_STATED EXERCISE_
Continue the blog post below about disliked fellow students on campus, starting after its last sentence.

_SOURCE TEXT_

This chap is on campus and I shall just refer to him as J (Nope, no intent in that. Just an arbitrary letter I picked up, since it happened to be the first letter of the word... Just… Yeah…that’s it….just…)

Well, J happens to believe that the best way to impress people about how “cool”, hip and happening he is, is to tell everyone around how he can get any woman into bed and how he’s been “doing” women all over the place…this despite having a girlfriend whom everyone knew and despite looking and sounding like something the cat brought in. Oh, and lest I forget, in Term-1, during the first week, he had openly announced to all who cared to listen, his firm intent to “do” the woman that later became his “serious” girlfriend for some time…

*Sigh*. No wonder we guys get blamed for being a-holes. At times, I can see the point…

A-hole No. 2:

This also happens to be a guy on campus and he also happens to be the so-called Academic Secretary of our batch (the Students Council rep responsible for academic affairs and forming the link between the faculty and the students). Well, in case you’re wondering why he’s classified here, let me get to the nub of things.

_INFORMATION PROVIDED_
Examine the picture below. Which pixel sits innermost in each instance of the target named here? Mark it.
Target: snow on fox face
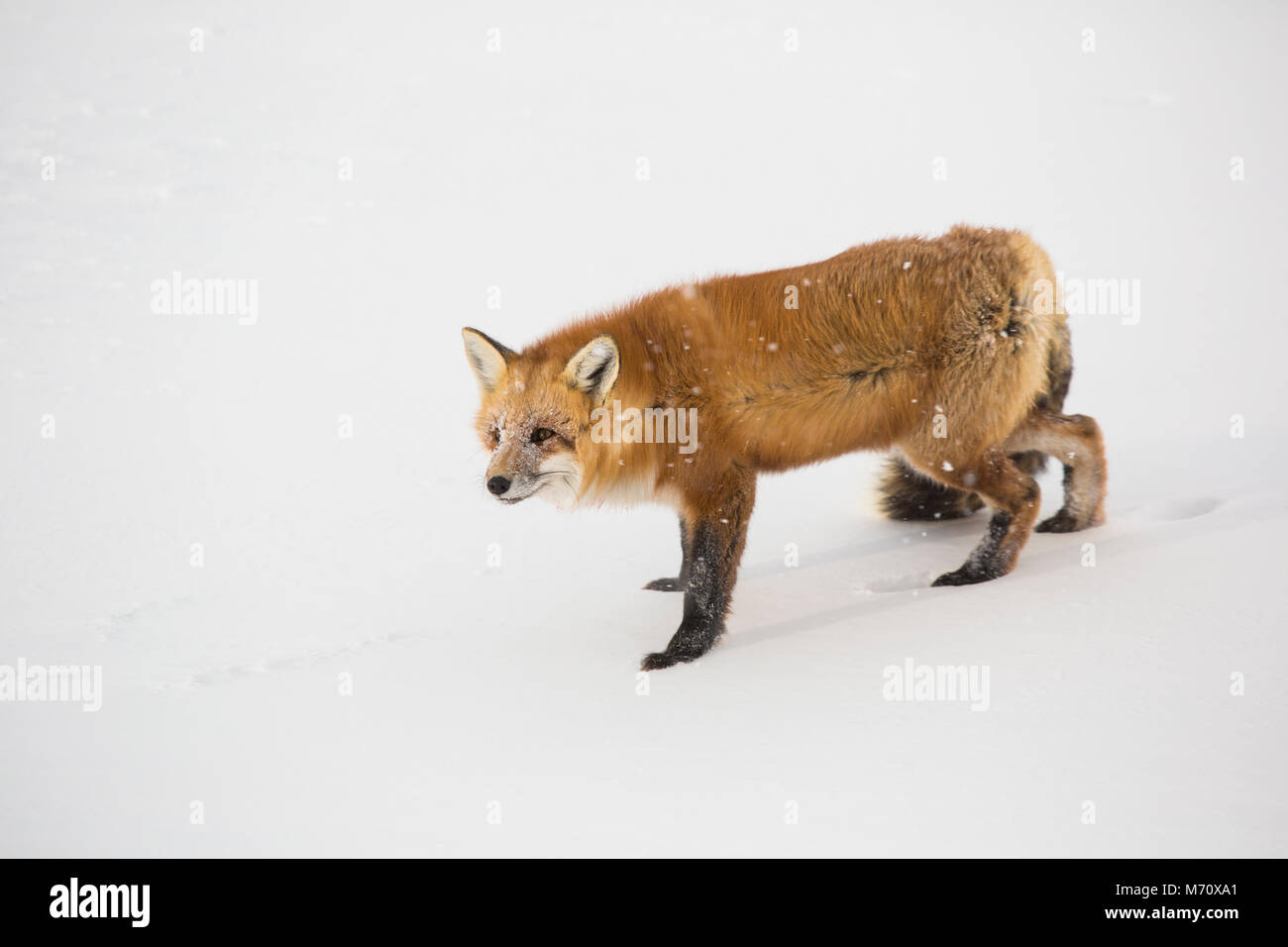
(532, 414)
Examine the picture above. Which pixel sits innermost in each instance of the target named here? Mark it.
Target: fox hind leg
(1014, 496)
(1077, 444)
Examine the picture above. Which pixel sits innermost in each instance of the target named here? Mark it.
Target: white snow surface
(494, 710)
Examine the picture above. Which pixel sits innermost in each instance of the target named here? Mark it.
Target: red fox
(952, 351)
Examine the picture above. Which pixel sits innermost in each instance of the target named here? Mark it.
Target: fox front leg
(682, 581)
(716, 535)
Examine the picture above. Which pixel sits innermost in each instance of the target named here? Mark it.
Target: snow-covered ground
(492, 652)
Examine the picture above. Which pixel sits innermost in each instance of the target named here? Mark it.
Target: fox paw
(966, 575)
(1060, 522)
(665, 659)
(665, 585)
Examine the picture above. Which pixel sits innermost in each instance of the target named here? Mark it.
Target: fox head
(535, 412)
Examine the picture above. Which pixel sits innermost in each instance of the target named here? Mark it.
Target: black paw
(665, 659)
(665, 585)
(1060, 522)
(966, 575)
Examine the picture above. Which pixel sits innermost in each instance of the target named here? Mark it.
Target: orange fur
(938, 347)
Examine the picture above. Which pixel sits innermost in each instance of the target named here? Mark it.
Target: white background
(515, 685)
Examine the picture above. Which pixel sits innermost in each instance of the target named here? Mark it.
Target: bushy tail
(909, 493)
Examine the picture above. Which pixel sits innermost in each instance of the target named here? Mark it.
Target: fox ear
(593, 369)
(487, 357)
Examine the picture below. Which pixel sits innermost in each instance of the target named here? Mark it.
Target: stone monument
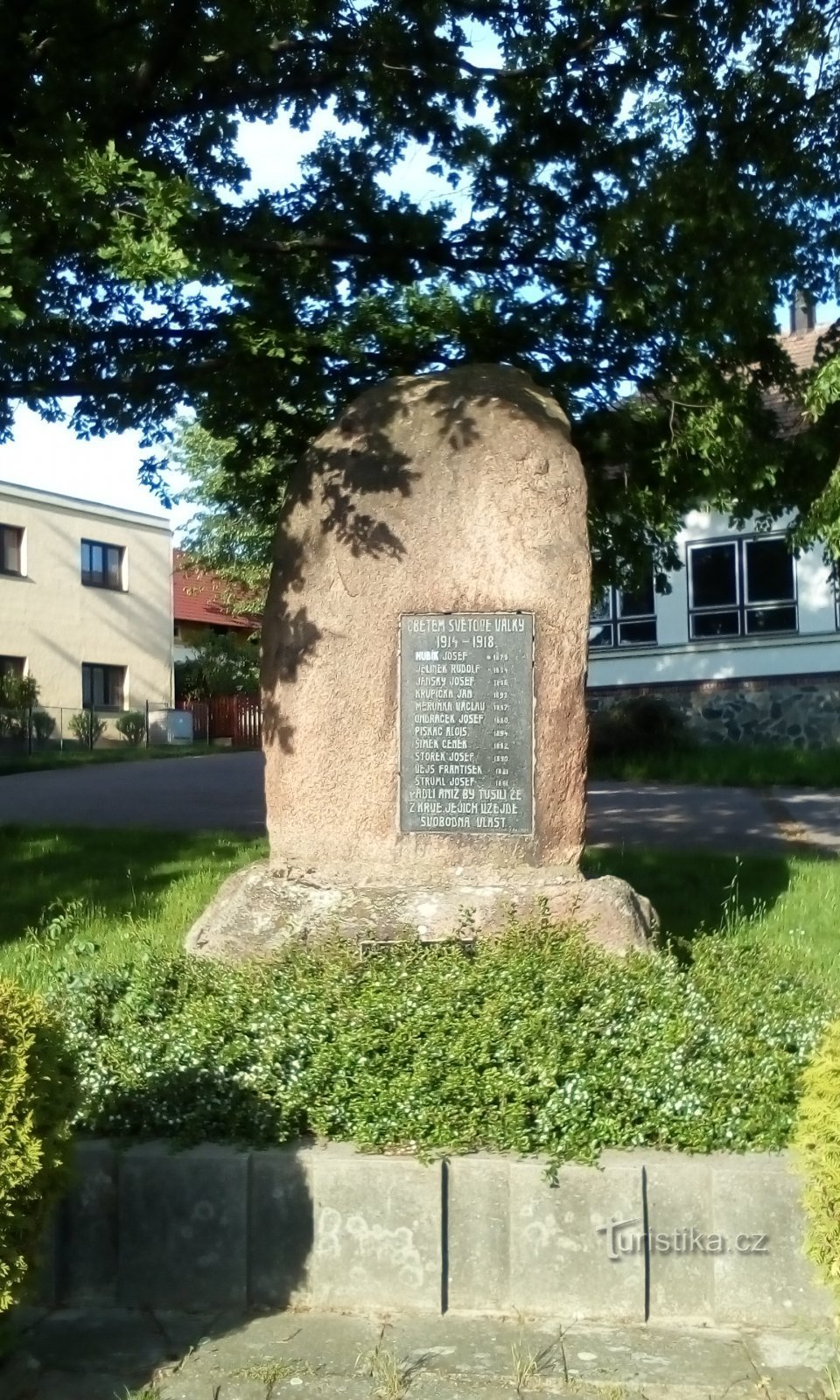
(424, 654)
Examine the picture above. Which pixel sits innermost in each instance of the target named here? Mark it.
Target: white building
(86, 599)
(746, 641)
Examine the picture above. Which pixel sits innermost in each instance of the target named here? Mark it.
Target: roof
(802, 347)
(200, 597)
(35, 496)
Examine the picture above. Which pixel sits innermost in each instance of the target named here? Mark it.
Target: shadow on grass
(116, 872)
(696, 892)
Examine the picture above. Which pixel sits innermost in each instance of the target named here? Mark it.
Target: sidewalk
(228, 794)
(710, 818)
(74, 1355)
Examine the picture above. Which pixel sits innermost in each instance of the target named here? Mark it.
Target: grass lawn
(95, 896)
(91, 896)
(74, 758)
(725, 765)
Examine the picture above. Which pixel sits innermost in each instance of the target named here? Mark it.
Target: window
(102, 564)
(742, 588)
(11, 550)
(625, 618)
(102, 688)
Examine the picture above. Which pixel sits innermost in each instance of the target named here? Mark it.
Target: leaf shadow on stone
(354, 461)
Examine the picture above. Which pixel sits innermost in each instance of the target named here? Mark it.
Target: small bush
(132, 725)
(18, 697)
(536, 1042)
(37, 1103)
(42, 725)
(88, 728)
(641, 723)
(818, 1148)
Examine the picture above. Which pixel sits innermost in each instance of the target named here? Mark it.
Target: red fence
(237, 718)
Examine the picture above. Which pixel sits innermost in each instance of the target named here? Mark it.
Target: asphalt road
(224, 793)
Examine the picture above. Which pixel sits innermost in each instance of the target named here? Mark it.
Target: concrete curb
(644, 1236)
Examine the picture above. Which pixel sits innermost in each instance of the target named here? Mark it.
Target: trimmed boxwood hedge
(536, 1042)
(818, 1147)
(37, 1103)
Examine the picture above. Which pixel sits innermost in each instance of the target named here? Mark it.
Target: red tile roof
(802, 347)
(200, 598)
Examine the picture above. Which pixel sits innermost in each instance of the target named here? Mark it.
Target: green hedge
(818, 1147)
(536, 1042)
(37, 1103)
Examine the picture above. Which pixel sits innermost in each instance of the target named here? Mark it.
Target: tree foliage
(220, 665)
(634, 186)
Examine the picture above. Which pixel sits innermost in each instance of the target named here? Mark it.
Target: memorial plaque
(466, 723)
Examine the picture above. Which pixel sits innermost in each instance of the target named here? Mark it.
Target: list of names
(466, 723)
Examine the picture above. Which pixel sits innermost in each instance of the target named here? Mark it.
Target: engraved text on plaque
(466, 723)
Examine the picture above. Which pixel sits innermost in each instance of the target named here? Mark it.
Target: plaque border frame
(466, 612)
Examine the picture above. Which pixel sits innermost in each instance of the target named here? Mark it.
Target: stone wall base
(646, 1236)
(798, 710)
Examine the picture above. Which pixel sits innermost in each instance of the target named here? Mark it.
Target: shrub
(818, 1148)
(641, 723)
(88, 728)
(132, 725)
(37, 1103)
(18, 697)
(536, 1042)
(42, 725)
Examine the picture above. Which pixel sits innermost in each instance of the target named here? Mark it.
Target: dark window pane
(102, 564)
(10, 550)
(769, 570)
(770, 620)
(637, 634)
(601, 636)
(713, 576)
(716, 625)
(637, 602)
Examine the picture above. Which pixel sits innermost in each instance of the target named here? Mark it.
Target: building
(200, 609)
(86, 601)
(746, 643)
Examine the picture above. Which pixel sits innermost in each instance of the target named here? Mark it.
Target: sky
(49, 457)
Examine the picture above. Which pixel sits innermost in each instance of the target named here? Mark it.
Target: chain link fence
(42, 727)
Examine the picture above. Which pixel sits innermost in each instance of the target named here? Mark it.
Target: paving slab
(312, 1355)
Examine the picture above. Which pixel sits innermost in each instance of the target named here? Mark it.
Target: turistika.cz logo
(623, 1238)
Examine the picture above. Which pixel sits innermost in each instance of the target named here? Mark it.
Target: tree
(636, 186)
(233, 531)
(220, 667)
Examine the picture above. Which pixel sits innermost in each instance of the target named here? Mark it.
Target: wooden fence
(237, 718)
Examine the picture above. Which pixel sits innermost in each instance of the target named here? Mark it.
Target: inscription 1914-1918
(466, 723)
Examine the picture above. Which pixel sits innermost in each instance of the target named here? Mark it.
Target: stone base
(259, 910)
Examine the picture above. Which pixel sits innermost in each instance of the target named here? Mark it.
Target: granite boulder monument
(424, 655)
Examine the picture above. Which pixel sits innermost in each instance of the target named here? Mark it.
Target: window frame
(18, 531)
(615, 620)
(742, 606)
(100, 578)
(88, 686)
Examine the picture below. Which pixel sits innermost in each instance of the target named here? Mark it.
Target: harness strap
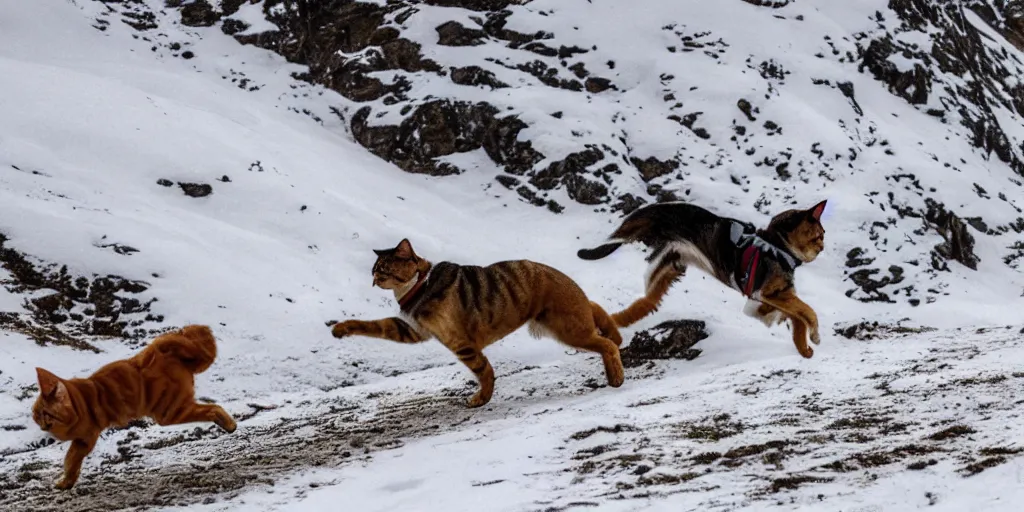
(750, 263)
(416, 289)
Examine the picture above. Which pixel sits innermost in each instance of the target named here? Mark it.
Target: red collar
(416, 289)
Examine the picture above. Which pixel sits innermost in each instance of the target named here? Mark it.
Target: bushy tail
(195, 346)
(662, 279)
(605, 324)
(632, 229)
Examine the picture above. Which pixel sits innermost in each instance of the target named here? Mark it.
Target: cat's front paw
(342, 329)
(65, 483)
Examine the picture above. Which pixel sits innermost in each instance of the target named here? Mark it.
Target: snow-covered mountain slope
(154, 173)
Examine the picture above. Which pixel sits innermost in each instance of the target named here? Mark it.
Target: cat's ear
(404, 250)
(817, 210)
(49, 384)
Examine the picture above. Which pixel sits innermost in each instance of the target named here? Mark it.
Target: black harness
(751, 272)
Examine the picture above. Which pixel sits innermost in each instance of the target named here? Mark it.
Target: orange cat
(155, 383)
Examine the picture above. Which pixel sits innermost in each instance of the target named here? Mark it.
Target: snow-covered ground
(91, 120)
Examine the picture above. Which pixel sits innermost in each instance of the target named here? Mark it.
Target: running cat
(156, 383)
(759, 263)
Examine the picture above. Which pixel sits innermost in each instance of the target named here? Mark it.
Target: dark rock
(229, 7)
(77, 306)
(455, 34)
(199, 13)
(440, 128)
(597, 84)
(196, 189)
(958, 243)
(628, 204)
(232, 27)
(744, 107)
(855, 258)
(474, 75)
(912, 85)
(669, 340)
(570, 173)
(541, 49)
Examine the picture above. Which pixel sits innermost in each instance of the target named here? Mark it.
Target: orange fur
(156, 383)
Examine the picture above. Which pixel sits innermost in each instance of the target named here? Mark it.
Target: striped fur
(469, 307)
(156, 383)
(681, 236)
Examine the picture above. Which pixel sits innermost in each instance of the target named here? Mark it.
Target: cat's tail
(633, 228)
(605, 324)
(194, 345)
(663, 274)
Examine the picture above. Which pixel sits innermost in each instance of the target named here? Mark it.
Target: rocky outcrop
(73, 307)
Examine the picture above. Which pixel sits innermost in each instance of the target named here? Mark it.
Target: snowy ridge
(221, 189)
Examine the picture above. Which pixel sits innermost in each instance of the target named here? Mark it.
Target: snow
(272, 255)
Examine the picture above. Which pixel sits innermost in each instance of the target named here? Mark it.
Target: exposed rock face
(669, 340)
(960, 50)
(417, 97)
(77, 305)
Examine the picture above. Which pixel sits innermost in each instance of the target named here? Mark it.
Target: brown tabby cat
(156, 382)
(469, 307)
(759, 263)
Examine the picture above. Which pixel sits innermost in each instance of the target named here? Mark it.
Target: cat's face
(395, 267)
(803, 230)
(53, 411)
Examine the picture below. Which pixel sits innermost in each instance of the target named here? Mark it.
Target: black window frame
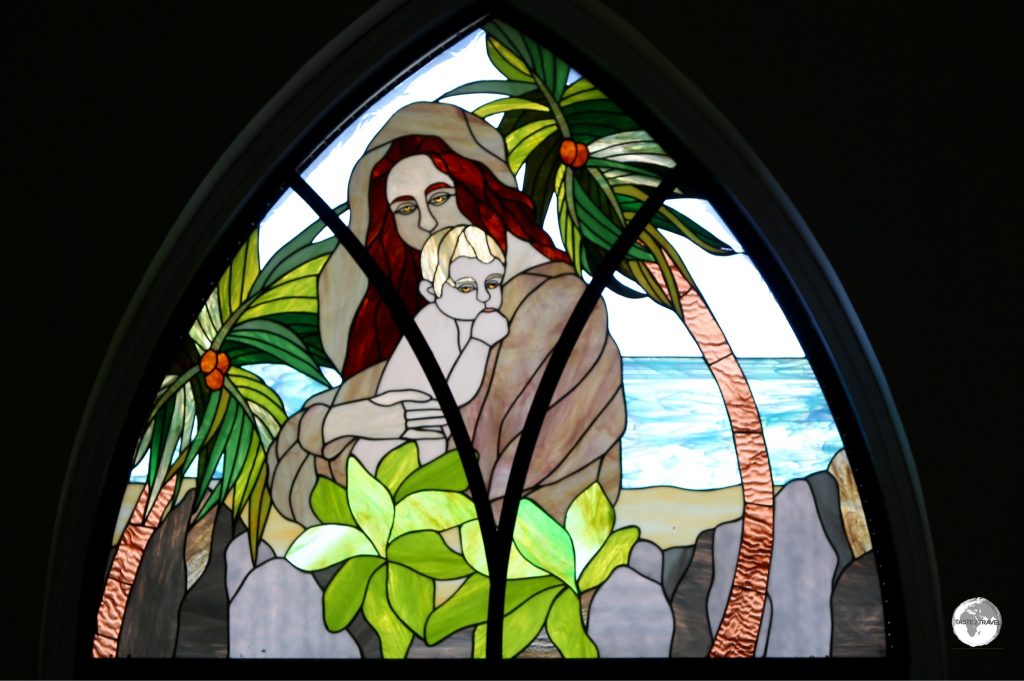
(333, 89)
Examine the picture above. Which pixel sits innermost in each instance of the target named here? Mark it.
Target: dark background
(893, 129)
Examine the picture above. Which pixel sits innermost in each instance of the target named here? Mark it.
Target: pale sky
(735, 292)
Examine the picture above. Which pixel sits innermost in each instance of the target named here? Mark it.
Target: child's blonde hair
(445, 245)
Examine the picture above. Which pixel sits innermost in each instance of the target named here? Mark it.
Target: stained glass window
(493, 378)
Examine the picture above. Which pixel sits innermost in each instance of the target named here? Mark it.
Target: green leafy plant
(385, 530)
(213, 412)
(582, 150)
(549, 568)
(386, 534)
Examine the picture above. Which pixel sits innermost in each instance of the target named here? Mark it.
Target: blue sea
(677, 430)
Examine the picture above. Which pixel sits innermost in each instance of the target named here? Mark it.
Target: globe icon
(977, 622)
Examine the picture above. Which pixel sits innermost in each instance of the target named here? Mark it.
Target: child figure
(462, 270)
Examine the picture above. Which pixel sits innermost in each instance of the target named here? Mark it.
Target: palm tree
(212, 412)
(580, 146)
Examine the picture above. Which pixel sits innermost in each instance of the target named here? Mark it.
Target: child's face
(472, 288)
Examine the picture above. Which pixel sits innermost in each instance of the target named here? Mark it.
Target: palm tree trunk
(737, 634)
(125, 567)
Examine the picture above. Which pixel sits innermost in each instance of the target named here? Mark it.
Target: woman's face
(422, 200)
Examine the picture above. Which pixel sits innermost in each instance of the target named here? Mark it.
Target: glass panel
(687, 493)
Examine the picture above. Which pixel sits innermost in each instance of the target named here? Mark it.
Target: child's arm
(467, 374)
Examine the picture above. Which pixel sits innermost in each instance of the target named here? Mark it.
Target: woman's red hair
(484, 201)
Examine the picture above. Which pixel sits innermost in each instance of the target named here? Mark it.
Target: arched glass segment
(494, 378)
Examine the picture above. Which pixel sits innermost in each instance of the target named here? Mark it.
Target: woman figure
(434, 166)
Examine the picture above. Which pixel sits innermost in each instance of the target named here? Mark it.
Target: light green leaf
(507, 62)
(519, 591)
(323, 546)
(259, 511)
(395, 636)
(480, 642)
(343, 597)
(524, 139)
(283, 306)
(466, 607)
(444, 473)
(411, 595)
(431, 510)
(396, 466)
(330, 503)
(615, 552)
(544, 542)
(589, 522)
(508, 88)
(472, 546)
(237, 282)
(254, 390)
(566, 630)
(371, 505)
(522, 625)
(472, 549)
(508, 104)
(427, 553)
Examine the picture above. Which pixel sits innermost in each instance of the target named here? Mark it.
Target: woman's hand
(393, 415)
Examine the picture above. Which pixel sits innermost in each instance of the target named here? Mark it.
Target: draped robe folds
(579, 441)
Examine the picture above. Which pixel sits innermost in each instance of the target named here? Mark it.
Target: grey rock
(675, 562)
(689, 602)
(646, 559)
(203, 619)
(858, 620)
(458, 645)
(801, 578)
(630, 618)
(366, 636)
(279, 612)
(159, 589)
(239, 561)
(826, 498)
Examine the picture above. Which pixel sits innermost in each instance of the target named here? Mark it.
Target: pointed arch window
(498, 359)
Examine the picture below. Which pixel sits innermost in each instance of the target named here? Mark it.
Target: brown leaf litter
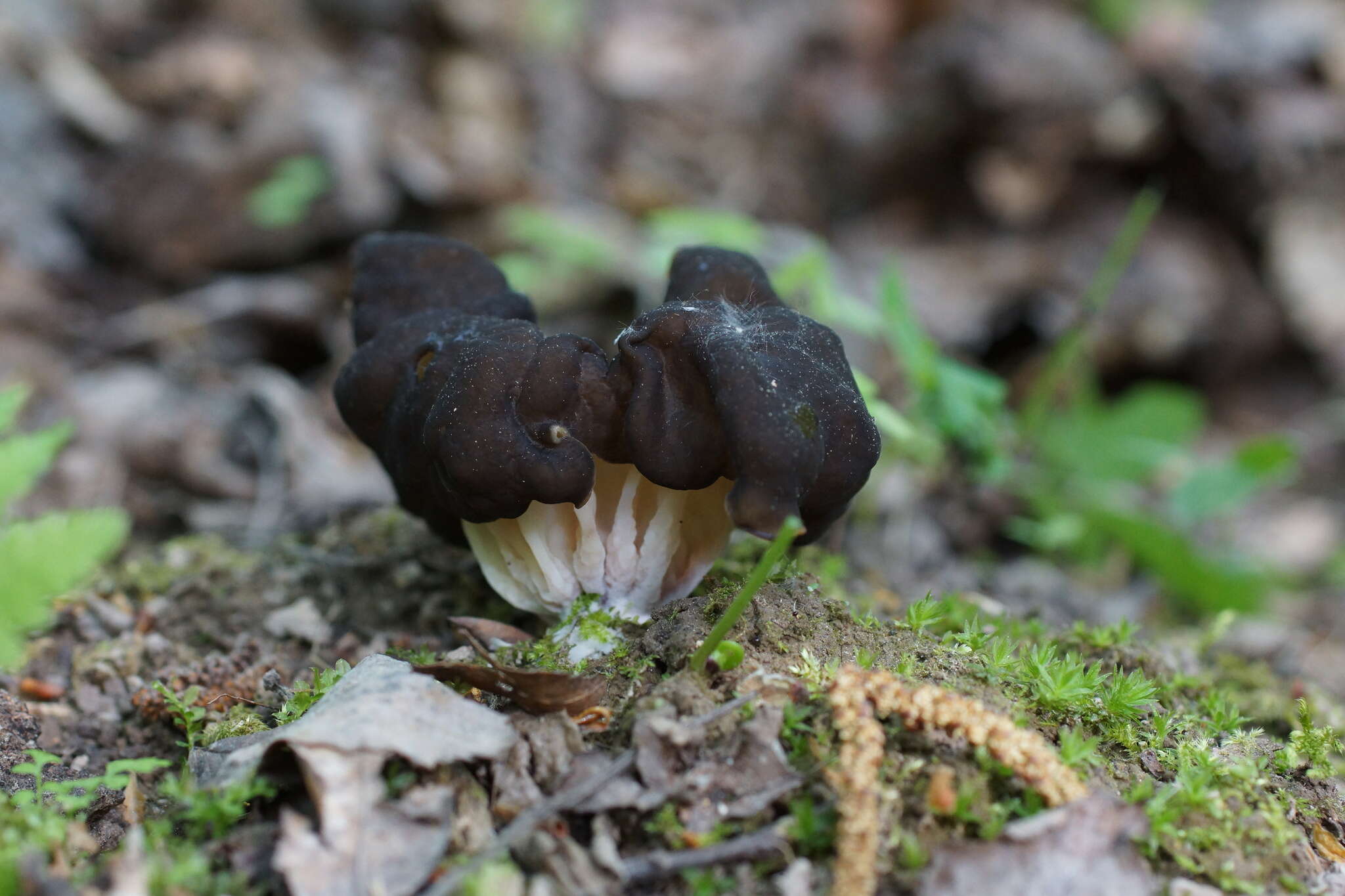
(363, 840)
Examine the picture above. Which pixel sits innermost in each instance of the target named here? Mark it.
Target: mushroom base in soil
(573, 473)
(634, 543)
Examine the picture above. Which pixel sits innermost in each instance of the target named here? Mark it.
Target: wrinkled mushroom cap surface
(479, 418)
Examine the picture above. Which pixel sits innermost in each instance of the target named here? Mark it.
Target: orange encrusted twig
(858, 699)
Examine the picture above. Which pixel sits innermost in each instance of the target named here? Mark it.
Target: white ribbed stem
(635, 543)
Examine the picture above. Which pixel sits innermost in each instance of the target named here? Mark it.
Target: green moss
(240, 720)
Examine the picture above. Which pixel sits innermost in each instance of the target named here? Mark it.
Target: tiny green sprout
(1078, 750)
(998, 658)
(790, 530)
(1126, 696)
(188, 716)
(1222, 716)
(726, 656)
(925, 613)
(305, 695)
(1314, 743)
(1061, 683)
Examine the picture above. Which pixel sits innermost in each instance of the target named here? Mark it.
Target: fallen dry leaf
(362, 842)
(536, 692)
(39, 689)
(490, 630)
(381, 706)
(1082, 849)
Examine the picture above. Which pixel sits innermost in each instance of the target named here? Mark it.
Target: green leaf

_TASK RESPONSE_
Think of a cockroach crossed with a really ugly ape and add to the mix the brain of an amoeba (and the voice and expressions of an amoeba, if amoebae have those), and what do you have? Well, you have Pankaj Ghai. Err…yes, that is an arbitrary name I picked for him, coz his parents named him that. Fondly (??) called the “Voice of the Faculty”, Pankaj Ghai is best known for his love of the line, “No, I can’t do that. The faculty (or authorities, as the case may be) may not like it.” Also renowned for his zeal in enforcing deadlines and a moral code, including a ban on late parties and rock shows (they might be abusive you see and we’re only 25!!!), this man would probably read this and go, “Whoo! I’m getting famous!!!!” Oh well, I guess it takes all types…

A-hole No. 3:

Well, strictly speaking, this person was not an a-hole until this incident. Until then, A (as I will refer to him) was quite an acceptable person. I think this conversation will illustrate why this classification soon had to change…Trust me, this was the first time I spoke to him…it was my first day in Engineering College…I’d just entered the hostel…

A: Oye m******od, got a ciggie?
Me: Yeah…here…
A: OK…need it to roll a joint man…do you dope?
Me: Err…no. Cigarettes are where I draw the line.
A: B****od! That is so SAD!!! Anyway, see ya.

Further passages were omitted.